Supplied entries
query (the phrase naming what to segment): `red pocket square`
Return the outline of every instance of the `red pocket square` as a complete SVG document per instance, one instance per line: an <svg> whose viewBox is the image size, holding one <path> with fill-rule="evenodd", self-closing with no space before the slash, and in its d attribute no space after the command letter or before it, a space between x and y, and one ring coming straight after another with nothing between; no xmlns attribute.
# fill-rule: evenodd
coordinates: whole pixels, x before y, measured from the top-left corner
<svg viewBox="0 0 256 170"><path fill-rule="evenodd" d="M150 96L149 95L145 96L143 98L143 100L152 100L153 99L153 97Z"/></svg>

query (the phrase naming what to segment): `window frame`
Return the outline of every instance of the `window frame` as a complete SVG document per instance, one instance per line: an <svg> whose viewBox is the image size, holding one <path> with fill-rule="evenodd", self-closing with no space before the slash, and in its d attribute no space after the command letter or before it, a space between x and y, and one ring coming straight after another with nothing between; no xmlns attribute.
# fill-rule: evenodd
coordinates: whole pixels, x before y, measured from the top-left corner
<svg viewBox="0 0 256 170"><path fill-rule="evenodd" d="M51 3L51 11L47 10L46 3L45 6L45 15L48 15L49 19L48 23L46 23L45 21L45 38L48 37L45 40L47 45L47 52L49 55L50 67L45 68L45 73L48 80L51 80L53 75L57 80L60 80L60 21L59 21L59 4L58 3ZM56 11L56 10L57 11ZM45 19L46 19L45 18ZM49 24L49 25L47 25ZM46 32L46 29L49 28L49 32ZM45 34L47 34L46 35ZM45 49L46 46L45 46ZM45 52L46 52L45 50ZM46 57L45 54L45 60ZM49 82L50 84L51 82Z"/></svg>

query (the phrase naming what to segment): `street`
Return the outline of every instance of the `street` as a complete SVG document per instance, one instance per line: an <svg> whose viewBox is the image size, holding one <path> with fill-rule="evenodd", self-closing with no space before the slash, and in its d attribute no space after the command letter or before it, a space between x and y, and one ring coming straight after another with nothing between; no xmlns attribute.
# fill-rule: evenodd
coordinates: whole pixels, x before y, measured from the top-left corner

Task statement
Please convert all the entries above into a Markdown table with two columns, Row and Line. Put each line in its own numbered row and leave out blank lines.

Solution for this task
| Row | Line |
|---|---|
| 1 | query (the phrase naming what to segment): `red pocket square` |
| 2 | Return the outline of every instance of the `red pocket square` as a complete SVG document per instance, one instance per line: an <svg> whose viewBox is the image size, holding one <path> with fill-rule="evenodd", self-closing with no space before the slash, and in its d attribute no space after the command letter or before it, a space between x and y, and one ring coming straight after another with nothing between; no xmlns attribute. |
| 3 | # fill-rule: evenodd |
| 4 | coordinates: whole pixels, x before y, measured from the top-left corner |
| 5 | <svg viewBox="0 0 256 170"><path fill-rule="evenodd" d="M150 96L149 95L145 96L143 98L143 100L152 100L153 99L153 97Z"/></svg> |
| 6 | query (the phrase naming what to segment): `window frame` |
| 7 | Return the outline of every instance of the `window frame` as a complete SVG document per instance, one instance per line: an <svg> whose viewBox is the image size, holding one <path> with fill-rule="evenodd", self-closing with no space before the slash, and in its d attribute no space after the command letter or before it, a space between x and y, and one ring coming straight after another with nothing between; no xmlns attribute. |
| 8 | # fill-rule: evenodd |
| 9 | coordinates: whole pixels, x before y, measured from the top-left corner |
| 10 | <svg viewBox="0 0 256 170"><path fill-rule="evenodd" d="M51 3L51 11L47 10L46 3L45 6L45 15L48 15L49 19L48 23L46 23L45 21L45 38L48 37L45 40L47 45L47 52L49 55L50 67L45 68L45 73L48 80L51 80L53 75L57 80L60 80L60 21L59 21L59 4L58 3ZM56 11L56 10L57 11ZM45 19L46 19L45 18ZM49 24L49 25L47 25ZM46 32L46 29L49 28L49 32ZM45 34L47 34L46 35ZM45 49L46 46L45 46ZM45 52L46 52L45 50ZM46 57L45 54L45 60ZM49 82L50 84L51 82Z"/></svg> |
| 11 | query (the phrase naming what to segment): `street` |
| 12 | Return the outline of every instance of the `street` as a complete SVG document per instance, one instance per line: an <svg> whose viewBox is the image size, holding one <path> with fill-rule="evenodd", self-closing with no space before the slash, and in its d attribute no space after the command letter or before it, a space between x and y, and one ring coming straight after another with nothing between; no xmlns attribute. |
| 13 | # fill-rule: evenodd |
| 14 | coordinates: whole pixels, x before y, measured from the top-left corner |